*Task instructions:*
Return each record word for word, keeping none of its pictures.

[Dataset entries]
# # # #

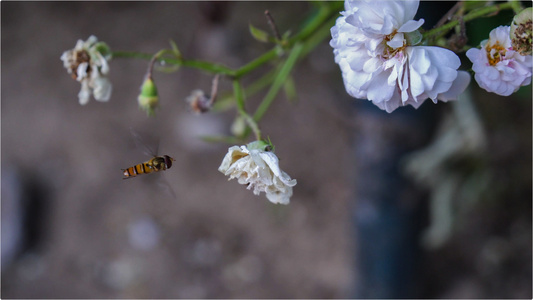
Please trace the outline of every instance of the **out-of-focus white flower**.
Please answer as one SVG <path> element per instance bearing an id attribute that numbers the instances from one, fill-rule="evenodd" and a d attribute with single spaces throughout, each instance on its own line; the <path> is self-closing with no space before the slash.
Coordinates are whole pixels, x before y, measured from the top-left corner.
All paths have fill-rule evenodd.
<path id="1" fill-rule="evenodd" d="M 514 16 L 511 23 L 511 44 L 521 55 L 531 55 L 533 43 L 533 7 Z"/>
<path id="2" fill-rule="evenodd" d="M 424 100 L 454 100 L 470 82 L 459 58 L 440 47 L 414 46 L 424 20 L 418 1 L 354 1 L 331 28 L 330 41 L 348 94 L 392 112 Z"/>
<path id="3" fill-rule="evenodd" d="M 253 188 L 255 195 L 265 192 L 270 202 L 289 204 L 296 179 L 279 168 L 278 157 L 270 150 L 271 146 L 263 141 L 232 146 L 218 170 L 229 179 L 237 178 L 248 189 Z"/>
<path id="4" fill-rule="evenodd" d="M 78 94 L 81 105 L 89 102 L 91 94 L 98 101 L 108 101 L 111 97 L 112 86 L 107 78 L 109 53 L 108 46 L 91 35 L 86 41 L 78 40 L 74 49 L 61 55 L 68 73 L 81 83 Z"/>
<path id="5" fill-rule="evenodd" d="M 531 83 L 531 55 L 520 55 L 511 45 L 509 26 L 494 28 L 481 49 L 466 52 L 472 61 L 474 78 L 483 89 L 509 96 L 521 86 Z"/>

# # # #

*Solved problem:*
Please trace the outline of every instance of the **out-of-focus white flower**.
Please answer as one SVG <path> element per instance bearing an id attribute that numbers the instances from one, fill-rule="evenodd" and a d attribute with single spaces throughout, each instance on its own line; the <path> is self-closing with no space before the slash.
Coordinates are whole pixels, x before y, measured from the top-left corner.
All paths have fill-rule evenodd.
<path id="1" fill-rule="evenodd" d="M 514 16 L 511 23 L 511 44 L 521 55 L 531 55 L 533 43 L 533 7 Z"/>
<path id="2" fill-rule="evenodd" d="M 424 100 L 454 100 L 470 82 L 459 58 L 440 47 L 414 46 L 424 20 L 418 1 L 354 1 L 331 28 L 330 41 L 348 94 L 392 112 Z"/>
<path id="3" fill-rule="evenodd" d="M 253 188 L 255 195 L 265 192 L 270 202 L 289 204 L 296 179 L 279 168 L 278 157 L 270 150 L 271 146 L 263 141 L 232 146 L 218 170 L 229 179 L 237 178 L 248 189 Z"/>
<path id="4" fill-rule="evenodd" d="M 78 94 L 81 105 L 89 102 L 91 94 L 98 101 L 108 101 L 111 97 L 112 86 L 107 78 L 109 53 L 108 46 L 91 35 L 86 41 L 78 40 L 74 49 L 61 55 L 68 73 L 81 83 Z"/>
<path id="5" fill-rule="evenodd" d="M 531 83 L 531 55 L 520 55 L 511 45 L 509 26 L 494 28 L 481 49 L 466 52 L 472 61 L 474 78 L 483 89 L 509 96 L 521 86 Z"/>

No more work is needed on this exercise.